[Text shown]:
Why this is so important

Consider what could happen in a root-cause analysis based solely on events. In the following image, an event is open on all unhealthy components and Dynatrace successfully detects the Linux host as the root cause:

There is an event (in this case, CPU saturation), so the root-cause analysis correctly detects the Linux host as the root cause:

Experience has shown, however, that a baseline or threshold does not always trigger an event within an abnormal situation. Let's modify the above example to remove one of the critical events within the affected topology. Assume that the Linux host CPU spikes but misses the critical threshold:

Because there is no event on the Linux host, an analysis based solely on events would show the host as healthy, not as part of the root cause. In the following vertical stack diagram, note that the Linux host no longer shows an open CPU event:

We would detect the root cause on the backend service but we wouldn't identify a root cause on the process or host level. The root-cause section in such cases would be empty:

The wrong solution

To avoid this, you might consider additional or more aggressive thresholds or baselines, but look at the numbers:

Every host comes with around 400 different metric types and timeseries, depending on the number of processes and technologies running. That means that 10K hosts result in 4,000,000 metrics in total.
Every threshold you set on a metric or even the best automatic baseline observed over a period of time means ~1% false positive alerts. Just 1 false positive alert on a host does not sound like much, but it means 10,000 false positive alerts on 10K hosts! With the growing number of metrics per component, we must expect a proportionally higher number of false positive alerts, which leads to alert spam.

That's obviously not the way to go.

The right solution

To get to the root cause more reliably, Davis root-cause analysis is not dependent solely on events and thresholds. Davis also analyzes all problem-related metrics proactively within the root-cause detection process, and detects suspicious metric behavior by analyzing the metric value distribution in the past and comparing it with the actual metric values. In the example below, metric anomalies now successfully point to the Linux host we might have missed in an analysis based solely on events.

[Tasks]:
A - Answer these questions from the text on root-cause analysis:
(i) What event is open on the Linux host in the first example?
(ii) Roughly how many different metric types and timeseries does every host come with?
(iii) What does Davis compare the past metric value distribution with to detect suspicious metric behavior?
B - Reproduce the passage of the text on root-cause analysis between "To get to the" and "an analysis based solely on events.", inclusive.

(Excerpts from a pointing dataset)
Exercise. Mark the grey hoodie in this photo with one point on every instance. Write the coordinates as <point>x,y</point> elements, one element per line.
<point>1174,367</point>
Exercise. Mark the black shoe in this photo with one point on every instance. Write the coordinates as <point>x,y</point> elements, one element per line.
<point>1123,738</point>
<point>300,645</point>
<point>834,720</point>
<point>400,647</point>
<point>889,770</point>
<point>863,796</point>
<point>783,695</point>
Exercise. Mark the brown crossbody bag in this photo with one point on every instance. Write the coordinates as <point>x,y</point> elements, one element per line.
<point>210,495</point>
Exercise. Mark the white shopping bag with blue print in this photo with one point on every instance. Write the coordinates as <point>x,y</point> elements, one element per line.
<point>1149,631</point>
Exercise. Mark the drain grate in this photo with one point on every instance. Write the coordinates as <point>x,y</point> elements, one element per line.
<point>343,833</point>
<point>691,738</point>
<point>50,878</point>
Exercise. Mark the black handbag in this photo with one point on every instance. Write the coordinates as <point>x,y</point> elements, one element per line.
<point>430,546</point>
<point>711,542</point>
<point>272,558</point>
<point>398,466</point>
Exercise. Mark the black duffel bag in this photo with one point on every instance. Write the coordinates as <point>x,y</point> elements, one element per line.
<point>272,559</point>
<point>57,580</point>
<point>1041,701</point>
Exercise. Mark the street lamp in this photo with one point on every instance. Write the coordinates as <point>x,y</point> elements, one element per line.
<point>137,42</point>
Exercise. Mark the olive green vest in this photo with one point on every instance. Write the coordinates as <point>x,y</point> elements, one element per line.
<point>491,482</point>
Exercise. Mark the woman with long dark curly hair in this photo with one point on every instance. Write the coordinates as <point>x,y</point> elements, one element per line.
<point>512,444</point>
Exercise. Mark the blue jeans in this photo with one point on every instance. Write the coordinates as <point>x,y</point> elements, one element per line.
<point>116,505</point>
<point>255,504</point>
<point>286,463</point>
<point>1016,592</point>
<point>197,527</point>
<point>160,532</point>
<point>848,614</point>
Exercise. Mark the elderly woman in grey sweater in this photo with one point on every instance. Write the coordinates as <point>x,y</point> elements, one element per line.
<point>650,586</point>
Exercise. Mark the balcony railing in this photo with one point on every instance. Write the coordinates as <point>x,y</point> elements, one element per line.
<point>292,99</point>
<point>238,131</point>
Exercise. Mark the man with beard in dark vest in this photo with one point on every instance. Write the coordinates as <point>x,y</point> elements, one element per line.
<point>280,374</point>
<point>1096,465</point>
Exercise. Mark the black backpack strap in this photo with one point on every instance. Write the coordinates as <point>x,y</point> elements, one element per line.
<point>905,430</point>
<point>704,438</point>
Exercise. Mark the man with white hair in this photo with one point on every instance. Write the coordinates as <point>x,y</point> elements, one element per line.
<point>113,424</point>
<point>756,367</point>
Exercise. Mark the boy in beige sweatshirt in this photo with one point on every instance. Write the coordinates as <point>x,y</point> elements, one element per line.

[Answers for the exercise]:
A -
(i) CPU saturation
(ii) Around 400
(iii) The actual metric values

B -
To get to the root cause more reliably, Davis root-cause analysis is not dependent solely on events and thresholds. Davis also analyzes all problem-related metrics proactively within the root-cause detection process, and detects suspicious metric behavior by analyzing the metric value distribution in the past and comparing it with the actual metric values. In the example below, metric anomalies now successfully point to the Linux host we might have missed in an analysis based solely on events.